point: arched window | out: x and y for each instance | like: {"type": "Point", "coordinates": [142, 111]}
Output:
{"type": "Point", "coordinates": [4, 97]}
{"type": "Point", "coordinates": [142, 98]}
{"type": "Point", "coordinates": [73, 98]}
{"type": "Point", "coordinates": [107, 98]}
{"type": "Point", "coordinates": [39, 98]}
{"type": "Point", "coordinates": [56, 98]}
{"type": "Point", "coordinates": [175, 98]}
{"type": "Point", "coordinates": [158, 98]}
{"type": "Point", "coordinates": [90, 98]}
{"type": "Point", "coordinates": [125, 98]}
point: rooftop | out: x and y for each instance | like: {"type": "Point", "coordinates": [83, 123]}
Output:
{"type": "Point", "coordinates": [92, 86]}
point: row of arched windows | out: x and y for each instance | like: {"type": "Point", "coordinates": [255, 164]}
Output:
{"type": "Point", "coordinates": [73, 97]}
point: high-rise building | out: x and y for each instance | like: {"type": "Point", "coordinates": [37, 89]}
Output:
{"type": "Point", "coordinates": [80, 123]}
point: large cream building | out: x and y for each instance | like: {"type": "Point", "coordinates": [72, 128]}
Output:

_ _ _

§ Assignment
The listing above is to be copied exactly, in full.

§ Response area
point: arched window | out: x and y for each instance | like: {"type": "Point", "coordinates": [142, 111]}
Output:
{"type": "Point", "coordinates": [4, 97]}
{"type": "Point", "coordinates": [142, 98]}
{"type": "Point", "coordinates": [73, 98]}
{"type": "Point", "coordinates": [107, 98]}
{"type": "Point", "coordinates": [39, 98]}
{"type": "Point", "coordinates": [56, 98]}
{"type": "Point", "coordinates": [175, 98]}
{"type": "Point", "coordinates": [158, 98]}
{"type": "Point", "coordinates": [90, 98]}
{"type": "Point", "coordinates": [125, 98]}
point: rooftop | out: x and y for each instance | like: {"type": "Point", "coordinates": [83, 123]}
Output:
{"type": "Point", "coordinates": [92, 86]}
point: row of arched windows | out: x and y for each instance | like: {"type": "Point", "coordinates": [255, 164]}
Output:
{"type": "Point", "coordinates": [73, 97]}
point: high-rise building | out: x and y for each instance | like: {"type": "Point", "coordinates": [37, 89]}
Output:
{"type": "Point", "coordinates": [80, 123]}
point: large cream building | out: x and y for each instance | like: {"type": "Point", "coordinates": [72, 128]}
Output:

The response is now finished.